***** DOCUMENT EXCERPT
Mrs Schloss began by describing her childhood in Vienna with a “big caring family” and a “very comfortable life”. “One day, it all finished”, she said, describing the arrival of the Nazis into Austria. Her family eventually fled to Holland and stayed in the houses of sympathetic individuals – one, a Dutch nurse, betrayed them to the Nazis. Schloss told attendees that over 200 people had been taken to concentration camps from this collaborator’s home; after the war, she only received four years in prison. 

In May 1944, Schloss and her family were transported to Auschwitz-Birkenau. Schloss was only 15 years old. Describing the conditions in the camp, Schloss spoke of frostbite – “a rat came to suck the blood from my foot” – being treated “like an animal” with callous violence and being fed only a chunk of bread each day – “how long can you work the whole day with so little food?”

After escaping the camps, Schloss described her travel back to Holland via a transport ship originally based in New Zealand. It was a “lovely journey” and “the first time we were human beings again”. In 1951, she moved to London. At a 1986 exhibition about Anne Frank’s life (by this time Schloss’ posthumous step-sister after the marriage of her mother to Otto Frank), Ken Livingstone asked Eva to speak. She told the Union attendees how she originally wanted to hide under the table, but couldn’t stop telling her story once she started.

Mrs Schloss also attended a meet-and-greet with members of the Oxford University Jewish Society the morning after her speech.
**********
Translate this sentence from the speech account into German: "In May 1944, Schloss and her family were transported to Auschwitz-Birkenau."
***** ENTRIES PROVIDED
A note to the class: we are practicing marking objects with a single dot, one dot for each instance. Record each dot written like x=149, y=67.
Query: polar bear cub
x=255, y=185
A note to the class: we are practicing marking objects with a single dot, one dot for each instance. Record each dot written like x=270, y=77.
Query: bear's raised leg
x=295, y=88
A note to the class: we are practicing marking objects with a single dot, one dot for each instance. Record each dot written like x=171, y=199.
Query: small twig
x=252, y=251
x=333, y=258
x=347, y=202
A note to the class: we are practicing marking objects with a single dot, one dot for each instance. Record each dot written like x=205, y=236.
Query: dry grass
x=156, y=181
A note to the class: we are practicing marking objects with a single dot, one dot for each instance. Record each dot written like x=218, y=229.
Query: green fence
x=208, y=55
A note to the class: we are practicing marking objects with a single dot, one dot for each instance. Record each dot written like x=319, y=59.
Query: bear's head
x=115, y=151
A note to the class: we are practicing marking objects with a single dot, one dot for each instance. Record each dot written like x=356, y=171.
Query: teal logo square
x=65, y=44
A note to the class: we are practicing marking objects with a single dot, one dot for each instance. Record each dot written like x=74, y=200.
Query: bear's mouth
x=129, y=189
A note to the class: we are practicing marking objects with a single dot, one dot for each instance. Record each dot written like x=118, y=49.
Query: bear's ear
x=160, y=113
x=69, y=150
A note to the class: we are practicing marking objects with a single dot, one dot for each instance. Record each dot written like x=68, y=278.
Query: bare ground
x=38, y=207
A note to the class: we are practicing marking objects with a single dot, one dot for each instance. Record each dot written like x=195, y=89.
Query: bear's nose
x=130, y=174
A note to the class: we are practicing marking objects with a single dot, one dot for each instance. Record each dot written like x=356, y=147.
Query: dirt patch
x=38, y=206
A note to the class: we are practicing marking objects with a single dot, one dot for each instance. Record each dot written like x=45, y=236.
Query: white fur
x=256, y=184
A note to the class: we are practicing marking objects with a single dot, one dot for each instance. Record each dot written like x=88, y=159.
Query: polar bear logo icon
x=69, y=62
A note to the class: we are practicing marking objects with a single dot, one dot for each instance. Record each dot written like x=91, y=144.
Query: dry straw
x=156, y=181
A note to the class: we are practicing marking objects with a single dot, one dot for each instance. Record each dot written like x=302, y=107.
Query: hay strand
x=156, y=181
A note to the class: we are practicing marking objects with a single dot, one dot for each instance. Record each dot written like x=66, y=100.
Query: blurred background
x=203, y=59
**********
**TASK ANSWER**
Im Mai 1944 wurden Schloss und ihre Familie nach Auschwitz-Birkenau transportiert.